**SOURCE MATERIAL:**
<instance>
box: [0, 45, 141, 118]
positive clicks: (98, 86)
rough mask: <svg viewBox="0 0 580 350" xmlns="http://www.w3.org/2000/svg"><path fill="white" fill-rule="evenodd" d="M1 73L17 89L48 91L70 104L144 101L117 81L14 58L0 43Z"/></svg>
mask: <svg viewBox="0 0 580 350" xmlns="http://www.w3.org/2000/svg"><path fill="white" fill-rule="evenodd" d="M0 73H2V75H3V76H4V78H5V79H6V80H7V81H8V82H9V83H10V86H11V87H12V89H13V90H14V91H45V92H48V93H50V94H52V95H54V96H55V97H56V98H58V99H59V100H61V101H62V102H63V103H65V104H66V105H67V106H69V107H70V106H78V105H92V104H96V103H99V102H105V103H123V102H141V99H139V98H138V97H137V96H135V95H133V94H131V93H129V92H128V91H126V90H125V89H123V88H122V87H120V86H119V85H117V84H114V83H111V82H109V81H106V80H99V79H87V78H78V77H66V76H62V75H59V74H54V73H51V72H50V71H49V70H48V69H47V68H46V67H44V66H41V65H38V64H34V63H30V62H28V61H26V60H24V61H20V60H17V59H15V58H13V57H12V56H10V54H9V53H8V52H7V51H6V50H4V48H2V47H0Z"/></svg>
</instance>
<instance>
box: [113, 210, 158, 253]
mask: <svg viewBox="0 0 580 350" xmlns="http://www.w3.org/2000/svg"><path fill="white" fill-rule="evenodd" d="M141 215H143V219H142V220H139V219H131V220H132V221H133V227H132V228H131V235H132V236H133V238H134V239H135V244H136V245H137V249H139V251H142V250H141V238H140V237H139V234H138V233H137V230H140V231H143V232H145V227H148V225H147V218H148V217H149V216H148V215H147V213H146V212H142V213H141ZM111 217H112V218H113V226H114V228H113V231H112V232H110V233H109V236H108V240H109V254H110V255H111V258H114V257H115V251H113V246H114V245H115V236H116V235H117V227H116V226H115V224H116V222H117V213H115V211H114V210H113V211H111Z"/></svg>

**EXERCISE:** Give the data back in full, exactly as written.

**SOLVED PROBLEM:**
<instance>
box: [0, 45, 141, 118]
positive clicks: (98, 86)
rough mask: <svg viewBox="0 0 580 350" xmlns="http://www.w3.org/2000/svg"><path fill="white" fill-rule="evenodd" d="M1 73L17 89L48 91L70 104L144 101L117 81L14 58L0 43Z"/></svg>
mask: <svg viewBox="0 0 580 350" xmlns="http://www.w3.org/2000/svg"><path fill="white" fill-rule="evenodd" d="M0 73H2V75H3V76H4V78H5V79H6V80H7V81H8V82H9V83H10V86H11V87H12V89H13V90H14V91H45V92H48V93H50V94H52V95H54V96H55V97H56V98H58V99H59V100H61V101H62V102H63V103H65V104H66V105H67V106H69V107H70V106H78V105H92V104H96V103H99V102H105V103H123V102H141V99H139V98H138V97H137V96H135V95H133V94H131V93H129V92H128V91H126V90H125V89H123V88H122V87H120V86H119V85H117V84H114V83H111V82H109V81H106V80H99V79H87V78H78V77H66V76H62V75H59V74H54V73H51V72H50V71H49V70H48V69H47V68H46V67H44V66H41V65H38V64H34V63H30V62H28V61H26V60H24V61H20V60H17V59H15V58H13V57H12V56H10V54H9V53H8V52H7V51H6V50H4V48H2V47H0Z"/></svg>
</instance>
<instance>
box: [113, 210, 158, 253]
mask: <svg viewBox="0 0 580 350" xmlns="http://www.w3.org/2000/svg"><path fill="white" fill-rule="evenodd" d="M141 215H143V219H142V220H139V219H131V220H132V221H133V227H132V228H131V235H132V236H133V238H134V239H135V244H136V245H137V249H139V251H142V250H141V238H140V237H139V234H138V233H137V230H140V231H143V232H145V227H148V225H147V218H148V217H149V216H148V215H147V213H146V212H142V213H141ZM111 217H112V218H113V226H114V228H113V231H112V232H110V233H109V236H108V240H109V254H110V255H111V258H114V257H115V251H113V246H114V245H115V236H116V235H117V227H116V226H115V224H116V222H117V213H115V211H114V210H113V211H111Z"/></svg>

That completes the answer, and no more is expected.